- Try it
Exactly as they appear, output all of the entries.

- Data to use
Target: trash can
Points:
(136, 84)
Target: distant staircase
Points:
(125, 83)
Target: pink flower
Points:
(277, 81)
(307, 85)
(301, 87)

- Response below
Target: trash can
Points:
(136, 84)
Target: distant staircase
Points:
(125, 83)
Target: pink flower
Points:
(277, 81)
(307, 85)
(301, 87)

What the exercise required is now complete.